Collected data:

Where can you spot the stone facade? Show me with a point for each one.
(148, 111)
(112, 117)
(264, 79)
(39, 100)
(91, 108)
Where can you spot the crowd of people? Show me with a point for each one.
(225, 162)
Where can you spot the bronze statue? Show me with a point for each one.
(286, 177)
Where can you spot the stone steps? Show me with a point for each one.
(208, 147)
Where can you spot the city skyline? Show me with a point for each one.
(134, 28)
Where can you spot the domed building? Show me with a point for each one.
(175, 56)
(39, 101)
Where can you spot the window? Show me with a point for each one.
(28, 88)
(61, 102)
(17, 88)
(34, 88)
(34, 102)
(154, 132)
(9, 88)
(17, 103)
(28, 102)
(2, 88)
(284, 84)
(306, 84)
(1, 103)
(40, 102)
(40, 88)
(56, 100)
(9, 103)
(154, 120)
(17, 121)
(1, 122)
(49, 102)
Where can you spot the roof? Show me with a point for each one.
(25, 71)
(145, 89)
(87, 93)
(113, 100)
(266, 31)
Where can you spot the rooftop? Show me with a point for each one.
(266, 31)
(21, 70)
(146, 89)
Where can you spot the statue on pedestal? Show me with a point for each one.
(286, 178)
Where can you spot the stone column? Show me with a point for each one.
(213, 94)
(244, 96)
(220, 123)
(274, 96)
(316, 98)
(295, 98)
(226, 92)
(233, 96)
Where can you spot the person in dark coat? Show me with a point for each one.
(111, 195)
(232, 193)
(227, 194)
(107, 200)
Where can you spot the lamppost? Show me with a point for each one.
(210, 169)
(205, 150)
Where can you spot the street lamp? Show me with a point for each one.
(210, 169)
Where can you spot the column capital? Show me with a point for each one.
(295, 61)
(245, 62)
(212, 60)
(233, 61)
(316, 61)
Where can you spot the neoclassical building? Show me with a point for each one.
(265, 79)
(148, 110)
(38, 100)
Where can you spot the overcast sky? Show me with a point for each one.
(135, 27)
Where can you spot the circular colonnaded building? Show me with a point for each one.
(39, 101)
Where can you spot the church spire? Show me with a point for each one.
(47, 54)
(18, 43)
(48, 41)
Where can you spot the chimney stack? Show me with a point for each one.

**What is asked:** Take the records above and return them exactly as written.

**Final result:**
Where can you spot the stone facade? Show me with a point for each one.
(148, 111)
(112, 117)
(264, 79)
(39, 100)
(91, 108)
Where can you spot the crowd of people? Show me with a point for each one.
(225, 162)
Where can you spot the bronze statue? Show me with a point for each one.
(286, 177)
Where can you spot the stone steps? Show me with a point for each one.
(208, 147)
Where can you spot the city skyline? Show me with a point for each one.
(134, 28)
Where can you spot the domed building? Show me with a point for each one.
(175, 56)
(39, 101)
Where can you spot the window? Show me with a point for each one.
(28, 88)
(61, 102)
(17, 88)
(34, 88)
(34, 102)
(154, 132)
(9, 88)
(17, 103)
(28, 102)
(2, 88)
(284, 84)
(306, 84)
(1, 103)
(40, 102)
(40, 88)
(56, 100)
(9, 103)
(154, 120)
(17, 121)
(1, 122)
(49, 102)
Where can you spot the roof? Show me with a point for each one.
(25, 71)
(145, 89)
(87, 93)
(113, 100)
(266, 31)
Where can you spot the rooftop? Show me with a point for each one.
(266, 31)
(21, 70)
(146, 89)
Where can you spot the statue on pedestal? Show me with a point for each one.
(286, 178)
Where can you spot the stone column? Show me with a point for each one.
(213, 94)
(244, 96)
(220, 123)
(274, 96)
(316, 98)
(295, 98)
(226, 92)
(233, 96)
Where can you spot the person in dark coat? Show me with a point for each one.
(111, 195)
(232, 193)
(227, 194)
(107, 200)
Where can you spot the lamppost? Show me with a point for each one.
(210, 169)
(205, 150)
Where can you spot the street lamp? Show me with a point for each one.
(210, 169)
Where can you spot the column capital? Show me with a point for each one.
(295, 61)
(245, 62)
(212, 60)
(233, 61)
(316, 61)
Where can you spot the neoclassical building? Show me with a point for each one.
(265, 79)
(148, 110)
(38, 100)
Where can you spot the overcast sky? Show me with a point for each one.
(135, 27)
Where can you spot the circular colonnaded building? Show me with a point for each one.
(39, 101)
Where can you spot the church spire? Show me with a point for each one.
(47, 54)
(18, 43)
(48, 41)
Where can you spot the chimney stack? Show me with a point for each one.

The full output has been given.